*Set exercise 1*: Please pick out each line of the records that contains the word "dark", and copy those lines.
*Set exercise 2*: Resume the discussion about calling boxers bums from the point where it stops.

*Quoted text*:
--

No, It's underused if anything. Showtime seems to be cultivating a "bum" network that cowards can run to to avoid killers on HBO.

A bum is not just a bad boxer, it can be a boxer that does not live up to his words, or does not live up to the past while simultaneous proclaiming himself the best ever. Mayweather and Adonis Stevenson are both bums in my book.

In boxing, the term won't ever get overused.

It was overused against Brandon Rios. Pre Pac fight, Rios was world class. After the War in the Cotai, he became Bum Bum Rios

in boxing? surely...i am tired of reading about "klitschko fighting those bums"...

Yes.

Bums are do-nothing low-lifers and there has been nobody like that in boxing ever.

Some sports journalists just use the term as an exaggeration to define or to suggest that some fighters ought not to be there inside the ring with some foes who are superior in terms of almost everything despite their hard work and dedication. In short they are seriously out of their league.

--

(Location identification entries)
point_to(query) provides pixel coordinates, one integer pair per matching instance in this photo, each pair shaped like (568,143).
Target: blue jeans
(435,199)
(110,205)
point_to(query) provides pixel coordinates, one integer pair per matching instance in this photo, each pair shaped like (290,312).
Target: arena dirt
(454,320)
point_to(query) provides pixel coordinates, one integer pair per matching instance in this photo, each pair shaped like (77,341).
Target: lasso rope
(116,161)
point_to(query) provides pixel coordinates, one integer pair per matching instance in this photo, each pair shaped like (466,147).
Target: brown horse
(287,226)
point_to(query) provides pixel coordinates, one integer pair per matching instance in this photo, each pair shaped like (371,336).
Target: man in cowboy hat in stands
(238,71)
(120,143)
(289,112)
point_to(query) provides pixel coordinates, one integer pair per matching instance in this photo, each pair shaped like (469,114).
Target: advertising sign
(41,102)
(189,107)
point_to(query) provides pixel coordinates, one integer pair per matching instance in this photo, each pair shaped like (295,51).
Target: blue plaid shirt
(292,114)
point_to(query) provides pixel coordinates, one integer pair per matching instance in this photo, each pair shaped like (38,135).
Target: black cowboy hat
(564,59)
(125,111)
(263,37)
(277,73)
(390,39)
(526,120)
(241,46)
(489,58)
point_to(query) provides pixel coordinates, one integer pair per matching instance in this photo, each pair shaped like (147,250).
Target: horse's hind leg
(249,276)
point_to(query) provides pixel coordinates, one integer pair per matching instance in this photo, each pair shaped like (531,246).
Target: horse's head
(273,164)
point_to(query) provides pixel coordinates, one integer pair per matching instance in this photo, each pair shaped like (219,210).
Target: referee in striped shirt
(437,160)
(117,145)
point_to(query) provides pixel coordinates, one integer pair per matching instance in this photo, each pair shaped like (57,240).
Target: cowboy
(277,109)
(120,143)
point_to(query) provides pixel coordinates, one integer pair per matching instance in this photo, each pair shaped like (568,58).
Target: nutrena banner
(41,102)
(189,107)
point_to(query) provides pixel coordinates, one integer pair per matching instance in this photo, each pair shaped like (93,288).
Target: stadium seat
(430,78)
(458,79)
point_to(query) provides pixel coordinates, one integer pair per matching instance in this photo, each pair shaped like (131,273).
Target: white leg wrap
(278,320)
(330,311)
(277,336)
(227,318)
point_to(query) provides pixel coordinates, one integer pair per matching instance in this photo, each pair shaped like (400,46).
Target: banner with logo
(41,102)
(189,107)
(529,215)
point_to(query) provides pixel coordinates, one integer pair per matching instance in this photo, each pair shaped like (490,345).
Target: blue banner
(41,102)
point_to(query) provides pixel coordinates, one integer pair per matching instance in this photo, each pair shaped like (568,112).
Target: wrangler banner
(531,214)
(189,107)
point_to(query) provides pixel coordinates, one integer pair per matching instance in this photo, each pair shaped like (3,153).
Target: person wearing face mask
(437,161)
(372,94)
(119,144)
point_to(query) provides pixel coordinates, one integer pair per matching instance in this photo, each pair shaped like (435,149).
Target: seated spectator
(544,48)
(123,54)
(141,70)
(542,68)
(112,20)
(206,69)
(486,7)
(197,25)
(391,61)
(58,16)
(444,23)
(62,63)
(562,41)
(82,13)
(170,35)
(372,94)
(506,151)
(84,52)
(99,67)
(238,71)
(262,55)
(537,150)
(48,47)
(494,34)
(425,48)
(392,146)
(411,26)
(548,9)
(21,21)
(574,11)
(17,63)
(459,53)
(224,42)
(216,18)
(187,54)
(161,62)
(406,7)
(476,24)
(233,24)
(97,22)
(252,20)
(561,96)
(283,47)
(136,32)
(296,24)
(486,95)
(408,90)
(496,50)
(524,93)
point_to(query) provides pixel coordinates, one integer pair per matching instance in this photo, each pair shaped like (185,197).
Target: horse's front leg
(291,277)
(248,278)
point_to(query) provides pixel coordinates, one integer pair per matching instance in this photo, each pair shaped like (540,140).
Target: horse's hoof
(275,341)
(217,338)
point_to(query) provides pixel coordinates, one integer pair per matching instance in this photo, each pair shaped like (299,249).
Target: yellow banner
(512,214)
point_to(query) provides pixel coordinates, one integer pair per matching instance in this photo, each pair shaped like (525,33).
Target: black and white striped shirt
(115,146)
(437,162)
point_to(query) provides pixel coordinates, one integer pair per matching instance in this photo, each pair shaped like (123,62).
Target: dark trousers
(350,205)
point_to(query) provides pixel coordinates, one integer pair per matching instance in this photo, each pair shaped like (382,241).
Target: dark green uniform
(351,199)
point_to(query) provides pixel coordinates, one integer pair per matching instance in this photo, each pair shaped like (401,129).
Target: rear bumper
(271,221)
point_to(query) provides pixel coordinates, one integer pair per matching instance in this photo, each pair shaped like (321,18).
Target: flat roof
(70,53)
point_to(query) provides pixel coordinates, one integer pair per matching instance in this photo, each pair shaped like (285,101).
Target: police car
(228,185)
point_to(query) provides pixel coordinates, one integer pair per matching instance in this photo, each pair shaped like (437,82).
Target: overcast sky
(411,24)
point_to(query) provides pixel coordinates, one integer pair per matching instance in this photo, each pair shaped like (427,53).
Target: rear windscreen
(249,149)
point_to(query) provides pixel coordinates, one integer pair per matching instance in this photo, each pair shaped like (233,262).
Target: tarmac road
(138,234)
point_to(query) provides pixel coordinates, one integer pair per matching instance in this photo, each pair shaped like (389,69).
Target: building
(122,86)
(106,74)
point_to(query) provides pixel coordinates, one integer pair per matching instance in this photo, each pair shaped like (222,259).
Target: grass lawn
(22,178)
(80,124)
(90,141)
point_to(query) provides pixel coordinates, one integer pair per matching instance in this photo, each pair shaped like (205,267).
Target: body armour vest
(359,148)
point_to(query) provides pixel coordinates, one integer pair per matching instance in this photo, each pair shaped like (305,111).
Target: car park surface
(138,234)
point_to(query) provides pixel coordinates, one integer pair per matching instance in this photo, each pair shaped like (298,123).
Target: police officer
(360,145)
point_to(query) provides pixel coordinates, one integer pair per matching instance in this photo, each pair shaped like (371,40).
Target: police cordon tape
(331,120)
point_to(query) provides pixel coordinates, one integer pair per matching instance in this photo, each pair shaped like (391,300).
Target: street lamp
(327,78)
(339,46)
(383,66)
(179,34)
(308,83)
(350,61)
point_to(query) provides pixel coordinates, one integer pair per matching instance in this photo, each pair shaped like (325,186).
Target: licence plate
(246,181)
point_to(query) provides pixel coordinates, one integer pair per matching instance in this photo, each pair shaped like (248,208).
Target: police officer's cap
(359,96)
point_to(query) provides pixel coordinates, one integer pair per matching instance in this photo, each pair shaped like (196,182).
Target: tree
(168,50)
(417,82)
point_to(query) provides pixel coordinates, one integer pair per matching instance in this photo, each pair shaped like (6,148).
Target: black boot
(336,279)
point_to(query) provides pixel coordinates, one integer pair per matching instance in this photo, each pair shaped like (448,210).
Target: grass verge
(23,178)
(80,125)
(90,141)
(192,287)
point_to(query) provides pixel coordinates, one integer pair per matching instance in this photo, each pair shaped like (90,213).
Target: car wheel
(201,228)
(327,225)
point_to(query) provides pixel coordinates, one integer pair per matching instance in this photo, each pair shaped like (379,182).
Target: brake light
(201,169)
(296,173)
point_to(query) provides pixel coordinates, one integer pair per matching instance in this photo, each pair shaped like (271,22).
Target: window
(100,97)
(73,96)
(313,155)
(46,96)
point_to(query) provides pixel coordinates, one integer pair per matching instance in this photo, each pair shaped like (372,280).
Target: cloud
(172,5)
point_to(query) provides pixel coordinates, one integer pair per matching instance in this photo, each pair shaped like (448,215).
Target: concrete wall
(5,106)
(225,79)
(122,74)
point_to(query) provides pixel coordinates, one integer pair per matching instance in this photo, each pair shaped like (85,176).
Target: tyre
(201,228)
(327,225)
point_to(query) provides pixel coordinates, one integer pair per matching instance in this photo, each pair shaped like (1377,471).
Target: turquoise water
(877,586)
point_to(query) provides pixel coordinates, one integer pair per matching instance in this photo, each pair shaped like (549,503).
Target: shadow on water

--

*Written reply 1*:
Target: dark trousers
Target: dark green uniform

*Written reply 2*:
In this site there are also bums who would not want to use their gray matter except for hating and brick throwing by using terms as coward ducker chicken

IMO, anyone that walks up those stairs and enters that ring alone, IS NO BUM.

I've never really heard it used but then I'm Scottish.

I know in America it is used for journeymen fighters.

But to people here, "bum" has a totally different meaning.

For instance "I would like to bum Helen Flannagan".

In that sense, I don't think it can be used too much.